Please copy every row below word for word, leaving out the pictures.
-------- RECORDED INFORMATION
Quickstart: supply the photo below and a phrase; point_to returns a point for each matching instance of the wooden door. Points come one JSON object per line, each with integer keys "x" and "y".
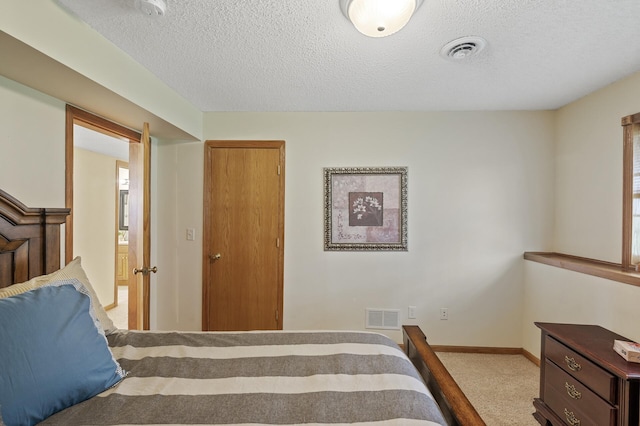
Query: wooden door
{"x": 243, "y": 235}
{"x": 140, "y": 231}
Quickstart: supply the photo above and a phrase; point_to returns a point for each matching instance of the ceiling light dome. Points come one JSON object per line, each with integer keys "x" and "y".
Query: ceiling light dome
{"x": 379, "y": 18}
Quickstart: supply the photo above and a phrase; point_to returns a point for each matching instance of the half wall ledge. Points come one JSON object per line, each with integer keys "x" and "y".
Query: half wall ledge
{"x": 598, "y": 268}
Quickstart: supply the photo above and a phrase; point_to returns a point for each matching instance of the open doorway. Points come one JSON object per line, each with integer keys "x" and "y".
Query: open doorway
{"x": 82, "y": 189}
{"x": 101, "y": 213}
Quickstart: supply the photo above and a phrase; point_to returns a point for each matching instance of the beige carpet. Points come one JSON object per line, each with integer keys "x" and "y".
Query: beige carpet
{"x": 120, "y": 314}
{"x": 501, "y": 387}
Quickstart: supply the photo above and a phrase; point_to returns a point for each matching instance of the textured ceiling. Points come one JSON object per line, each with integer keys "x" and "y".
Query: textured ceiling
{"x": 303, "y": 55}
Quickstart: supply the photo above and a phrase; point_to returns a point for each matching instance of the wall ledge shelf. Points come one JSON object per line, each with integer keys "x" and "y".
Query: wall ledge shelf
{"x": 598, "y": 268}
----------------
SOLUTION TO THE PROBLEM:
Quickstart: supply the photo below and a phrase; point_to returns a point for each matching instance of the wooden door. Points come one JSON object per line, each with integer keys "x" and "y".
Query: wooden door
{"x": 243, "y": 235}
{"x": 140, "y": 231}
Quickstart: supply the photo above and a phrase; point_to returns a point for each matching instance of the ceiling light dome. Points come one JSON object per line, each with integer keys "x" and "y".
Query: ceiling light dome
{"x": 379, "y": 18}
Quickstart: supply the photo above and a phrase; point_to returns a point for each matching instance of the half wall ledge. Points come one JSON object per line, each with integer keys "x" and "y".
Query: half wall ledge
{"x": 598, "y": 268}
Quickstart: supply the photo above and a phrase; point_to returns a point for each matching instance of the open doorway. Points come one JSON object per line, each with integer keys "x" and "y".
Query: open doorway
{"x": 82, "y": 189}
{"x": 101, "y": 213}
Quickstart: supply the photo above and a phrase; point_to returns a point for each matching instance of the beige carpet. Points come one JSON object per line, each with integer keys "x" and "y".
Query: beige carpet
{"x": 120, "y": 314}
{"x": 501, "y": 387}
Quickstart: supply the photo above and a phrase; point_to returns a point for each matching instance of the textured ceiling. Points come one JSON object per line, each with integer keys "x" and "y".
Query: textured ceiling
{"x": 303, "y": 55}
Quickstart: supply the photo above and a phrase; point_to returns a point for each matching instance of the wall ledge shelf. Points come one JSON object per line, each with integer keys "x" and "y".
Query: wall ledge shelf
{"x": 598, "y": 268}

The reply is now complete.